**Your objective:**
Reproduce exactly, from the data that follows, the line with "positive clicks: (1536, 503) (1642, 483)", the line with "positive clicks: (1743, 169)", and every line that lies between them.

**Extracted material:**
○ ○ ○
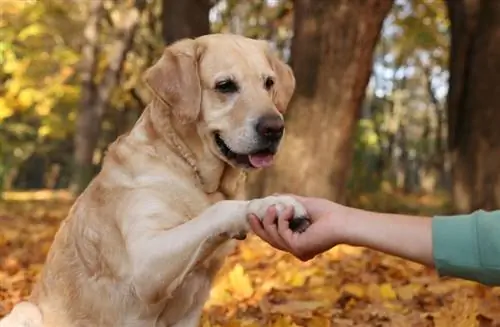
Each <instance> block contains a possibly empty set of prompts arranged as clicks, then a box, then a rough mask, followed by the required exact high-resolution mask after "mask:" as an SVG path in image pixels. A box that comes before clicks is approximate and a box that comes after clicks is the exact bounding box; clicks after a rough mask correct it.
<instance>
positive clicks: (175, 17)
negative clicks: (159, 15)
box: [162, 0, 211, 45]
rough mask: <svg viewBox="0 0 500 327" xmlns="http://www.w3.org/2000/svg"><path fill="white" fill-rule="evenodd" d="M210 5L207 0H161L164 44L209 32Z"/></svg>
mask: <svg viewBox="0 0 500 327" xmlns="http://www.w3.org/2000/svg"><path fill="white" fill-rule="evenodd" d="M210 7H211V4H210V1H209V0H163V9H162V13H163V19H162V20H163V40H164V41H165V44H167V45H168V44H170V43H172V42H175V41H177V40H179V39H182V38H193V37H198V36H201V35H205V34H208V33H210V21H209V11H210Z"/></svg>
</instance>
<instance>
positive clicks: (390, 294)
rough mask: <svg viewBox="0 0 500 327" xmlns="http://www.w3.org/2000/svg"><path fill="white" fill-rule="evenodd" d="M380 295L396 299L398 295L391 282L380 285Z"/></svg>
mask: <svg viewBox="0 0 500 327" xmlns="http://www.w3.org/2000/svg"><path fill="white" fill-rule="evenodd" d="M380 295H381V296H382V298H383V299H386V300H394V299H396V297H397V296H396V292H395V291H394V289H393V288H392V285H391V284H389V283H385V284H382V285H380Z"/></svg>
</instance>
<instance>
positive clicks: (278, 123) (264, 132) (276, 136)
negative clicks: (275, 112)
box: [255, 115, 285, 141]
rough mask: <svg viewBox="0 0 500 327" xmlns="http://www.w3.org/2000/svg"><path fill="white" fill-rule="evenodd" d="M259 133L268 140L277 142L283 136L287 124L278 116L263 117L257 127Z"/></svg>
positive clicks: (281, 118) (257, 123) (260, 134)
mask: <svg viewBox="0 0 500 327" xmlns="http://www.w3.org/2000/svg"><path fill="white" fill-rule="evenodd" d="M255 129H256V130H257V133H258V134H259V135H260V136H261V137H262V138H265V139H266V140H269V141H277V140H279V139H280V138H281V137H282V136H283V131H284V130H285V122H284V121H283V118H281V117H280V116H278V115H267V116H262V117H261V118H259V120H258V121H257V125H256V126H255Z"/></svg>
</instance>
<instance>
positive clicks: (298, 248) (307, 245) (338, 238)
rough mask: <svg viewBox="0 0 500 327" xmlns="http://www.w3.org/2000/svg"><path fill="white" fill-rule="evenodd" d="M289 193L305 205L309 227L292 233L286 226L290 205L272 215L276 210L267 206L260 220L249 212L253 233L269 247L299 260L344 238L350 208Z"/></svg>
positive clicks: (311, 257) (314, 198) (314, 252)
mask: <svg viewBox="0 0 500 327" xmlns="http://www.w3.org/2000/svg"><path fill="white" fill-rule="evenodd" d="M291 196H292V197H294V198H295V199H297V200H298V201H299V202H300V203H302V205H303V206H304V207H305V209H306V211H307V213H308V217H309V219H310V220H311V226H309V227H308V228H307V229H306V230H305V231H304V232H302V233H295V232H293V231H292V230H291V229H290V227H289V222H290V220H291V219H292V218H293V208H287V209H286V210H285V211H284V212H282V213H281V214H280V215H279V216H278V217H276V216H277V215H276V209H275V208H274V207H270V208H269V209H268V210H267V212H266V215H265V217H264V218H263V219H262V222H261V220H260V219H258V218H257V217H256V216H255V215H249V217H248V219H249V223H250V226H251V228H252V230H253V231H254V233H255V234H257V235H258V236H259V237H260V238H261V239H263V240H264V241H266V242H267V243H269V244H270V245H271V246H273V247H275V248H277V249H280V250H282V251H286V252H290V253H291V254H293V255H294V256H295V257H297V258H298V259H300V260H302V261H307V260H310V259H312V258H313V257H315V256H316V255H317V254H319V253H322V252H324V251H326V250H328V249H330V248H332V247H334V246H335V245H337V244H340V243H343V242H344V241H345V235H344V225H345V221H346V219H347V217H348V216H349V214H350V212H351V210H353V209H351V208H348V207H345V206H342V205H339V204H336V203H334V202H331V201H328V200H325V199H321V198H312V197H301V196H296V195H291Z"/></svg>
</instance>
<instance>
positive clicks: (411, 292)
mask: <svg viewBox="0 0 500 327" xmlns="http://www.w3.org/2000/svg"><path fill="white" fill-rule="evenodd" d="M421 289H422V286H421V285H418V284H408V285H405V286H402V287H399V288H398V290H397V293H398V297H399V298H400V299H401V300H404V301H409V300H412V299H413V298H414V297H415V295H417V293H418V292H419V291H420V290H421Z"/></svg>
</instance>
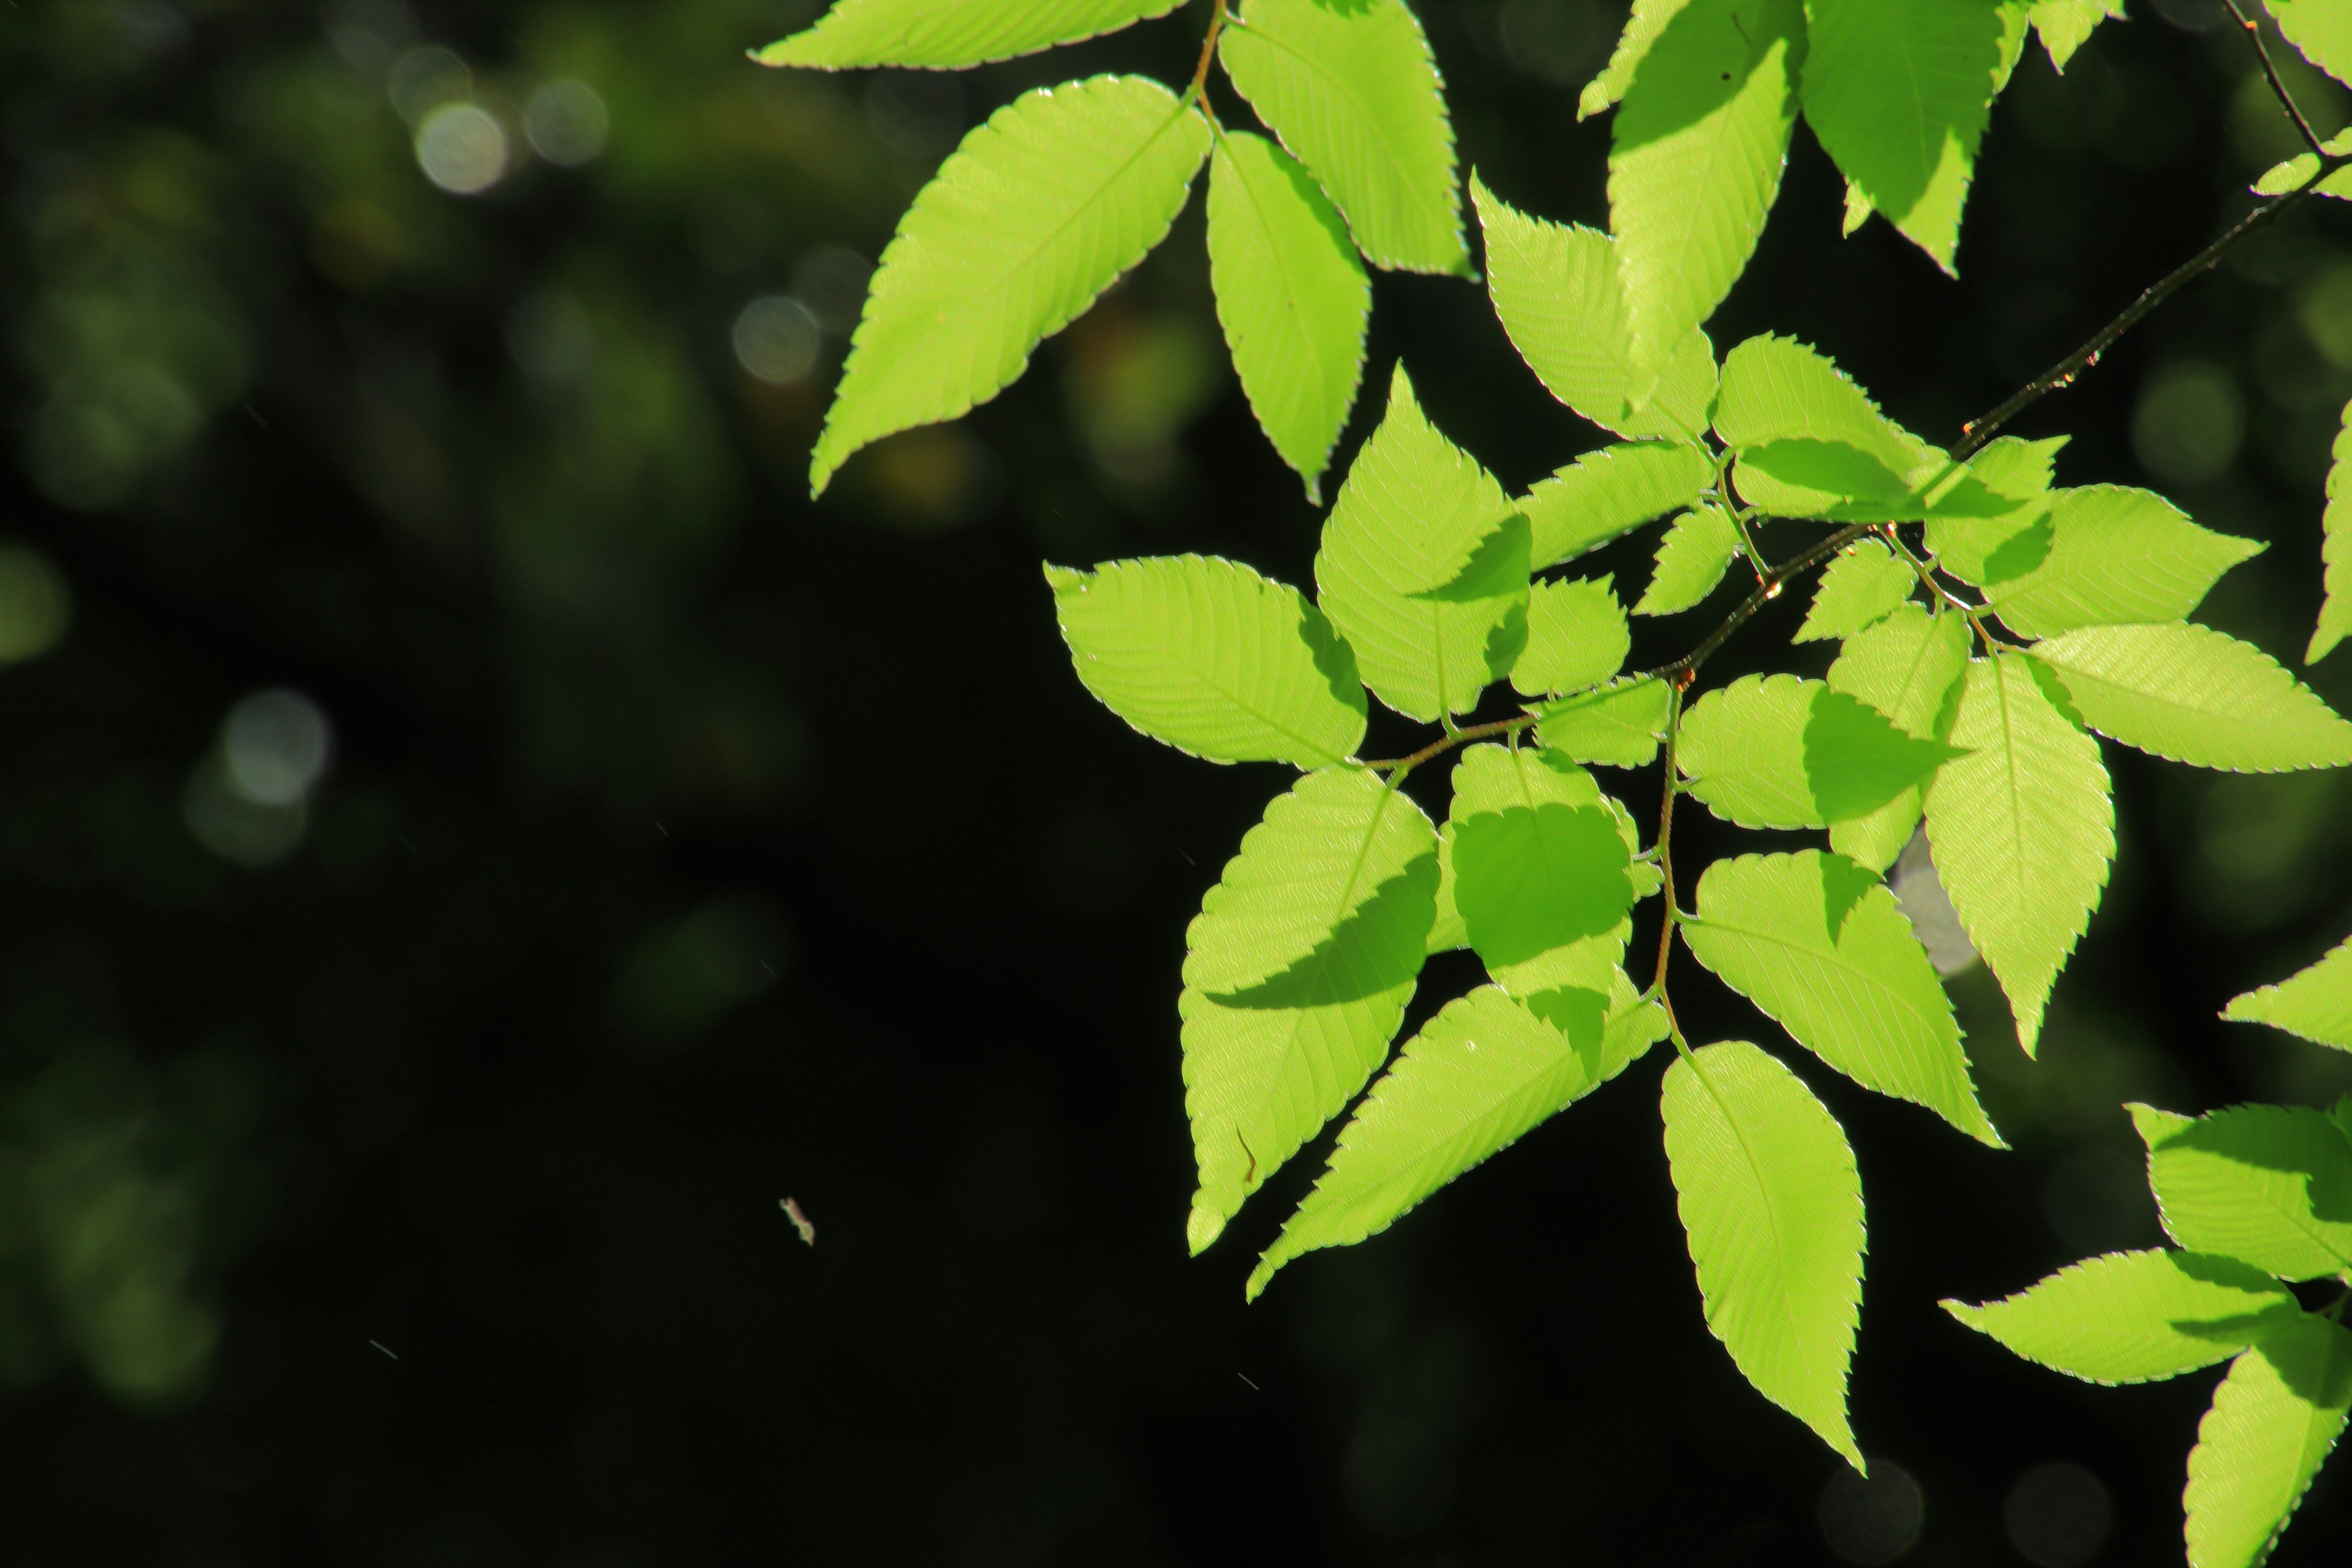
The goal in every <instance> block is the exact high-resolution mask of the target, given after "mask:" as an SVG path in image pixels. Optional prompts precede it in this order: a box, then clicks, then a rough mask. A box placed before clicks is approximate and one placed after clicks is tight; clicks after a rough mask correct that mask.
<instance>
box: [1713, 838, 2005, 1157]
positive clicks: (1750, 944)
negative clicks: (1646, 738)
mask: <svg viewBox="0 0 2352 1568" xmlns="http://www.w3.org/2000/svg"><path fill="white" fill-rule="evenodd" d="M1682 940H1686V943H1689V945H1691V952H1693V954H1696V957H1698V961H1700V964H1705V966H1708V969H1712V971H1715V973H1717V978H1722V980H1724V985H1729V987H1731V990H1736V992H1738V994H1743V997H1748V999H1750V1001H1755V1004H1757V1006H1759V1009H1764V1011H1766V1013H1769V1016H1771V1018H1773V1023H1778V1025H1780V1027H1783V1030H1788V1032H1790V1034H1792V1037H1795V1039H1797V1044H1799V1046H1804V1048H1806V1051H1811V1053H1813V1056H1818V1058H1820V1060H1825V1063H1830V1065H1832V1067H1837V1070H1839V1072H1844V1074H1846V1077H1849V1079H1853V1081H1856V1084H1860V1086H1863V1088H1875V1091H1879V1093H1882V1095H1893V1098H1898V1100H1910V1103H1912V1105H1924V1107H1929V1110H1931V1112H1936V1114H1938V1117H1943V1119H1945V1121H1950V1124H1952V1126H1957V1128H1959V1131H1964V1133H1966V1135H1969V1138H1976V1140H1978V1143H1987V1145H1992V1147H1994V1150H1999V1147H2006V1145H2004V1143H2002V1135H1999V1133H1997V1131H1992V1121H1987V1119H1985V1110H1983V1107H1980V1105H1978V1103H1976V1086H1973V1084H1971V1081H1969V1058H1966V1056H1964V1053H1962V1048H1959V1025H1957V1023H1952V1001H1950V997H1945V994H1943V980H1938V978H1936V966H1933V964H1929V961H1926V950H1924V947H1922V945H1919V938H1917V936H1915V933H1912V926H1910V919H1905V917H1903V907H1900V905H1898V903H1896V896H1893V893H1889V891H1886V886H1884V884H1882V882H1879V879H1877V877H1872V875H1870V872H1865V870H1863V867H1858V865H1853V863H1851V860H1846V858H1844V856H1825V853H1820V851H1818V849H1806V851H1802V853H1795V856H1740V858H1738V860H1717V863H1715V865H1710V867H1708V875H1705V877H1700V879H1698V914H1696V917H1691V919H1686V922H1684V924H1682Z"/></svg>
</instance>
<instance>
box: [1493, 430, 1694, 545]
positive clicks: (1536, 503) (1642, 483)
mask: <svg viewBox="0 0 2352 1568" xmlns="http://www.w3.org/2000/svg"><path fill="white" fill-rule="evenodd" d="M1712 482H1715V458H1710V456H1708V454H1705V449H1700V447H1682V444H1670V442H1630V444H1623V447H1602V449H1599V451H1588V454H1585V456H1581V458H1576V461H1573V463H1569V465H1566V468H1562V470H1559V473H1555V475H1552V477H1550V480H1538V482H1536V487H1534V489H1531V491H1526V503H1524V512H1526V524H1529V531H1531V536H1534V543H1531V552H1534V567H1536V571H1543V569H1545V567H1557V564H1559V562H1566V559H1576V557H1578V555H1583V552H1588V550H1597V548H1602V545H1606V543H1609V541H1611V538H1618V536H1623V534H1628V531H1632V529H1637V527H1642V524H1644V522H1651V520H1653V517H1665V515H1668V512H1672V510H1679V508H1686V505H1691V503H1696V501H1698V494H1700V491H1703V489H1708V484H1712Z"/></svg>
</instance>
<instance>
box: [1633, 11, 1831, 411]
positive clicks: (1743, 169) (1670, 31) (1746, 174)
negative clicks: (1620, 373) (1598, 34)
mask: <svg viewBox="0 0 2352 1568" xmlns="http://www.w3.org/2000/svg"><path fill="white" fill-rule="evenodd" d="M1802 61H1804V7H1802V5H1799V0H1691V2H1689V5H1686V7H1684V9H1682V12H1677V14H1675V19H1672V21H1670V24H1668V26H1665V28H1663V31H1661V33H1658V38H1656V42H1651V47H1649V54H1644V56H1642V63H1639V68H1637V71H1635V73H1632V82H1630V85H1628V87H1625V101H1623V103H1618V113H1616V122H1613V125H1611V146H1609V230H1611V233H1613V235H1616V254H1618V284H1621V287H1623V292H1625V320H1628V324H1630V327H1632V362H1635V367H1663V364H1665V362H1668V357H1670V355H1672V350H1675V348H1677V346H1679V343H1682V339H1684V336H1686V334H1689V331H1691V327H1700V324H1705V320H1708V317H1710V315H1715V308H1717V306H1719V303H1724V294H1729V292H1731V284H1733V280H1738V275H1740V273H1743V270H1745V268H1748V259H1750V256H1752V254H1755V247H1757V235H1762V233H1764V219H1766V214H1769V212H1771V205H1773V197H1776V195H1778V193H1780V165H1783V162H1785V158H1788V136H1790V129H1792V127H1795V125H1797V68H1799V63H1802Z"/></svg>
○ ○ ○
**Response:**
positive clicks: (1536, 503) (1642, 483)
mask: <svg viewBox="0 0 2352 1568" xmlns="http://www.w3.org/2000/svg"><path fill="white" fill-rule="evenodd" d="M1712 482H1715V458H1710V456H1708V454H1705V449H1700V447H1682V444H1670V442H1630V444H1623V447H1602V449H1599V451H1588V454H1585V456H1581V458H1576V461H1573V463H1569V465H1566V468H1562V470H1559V473H1555V475H1552V477H1550V480H1538V482H1536V487H1534V489H1531V491H1526V503H1524V512H1526V524H1529V531H1531V536H1534V543H1531V552H1534V567H1536V571H1543V569H1545V567H1557V564H1559V562H1566V559H1576V557H1578V555H1583V552H1588V550H1597V548H1602V545H1606V543H1609V541H1611V538H1618V536H1623V534H1628V531H1632V529H1637V527H1642V524H1644V522H1651V520H1653V517H1665V515H1668V512H1672V510H1679V508H1686V505H1691V503H1696V501H1698V494H1700V491H1703V489H1708V484H1712Z"/></svg>
</instance>
<instance>
box: [1633, 11, 1831, 411]
positive clicks: (1743, 169) (1670, 31) (1746, 174)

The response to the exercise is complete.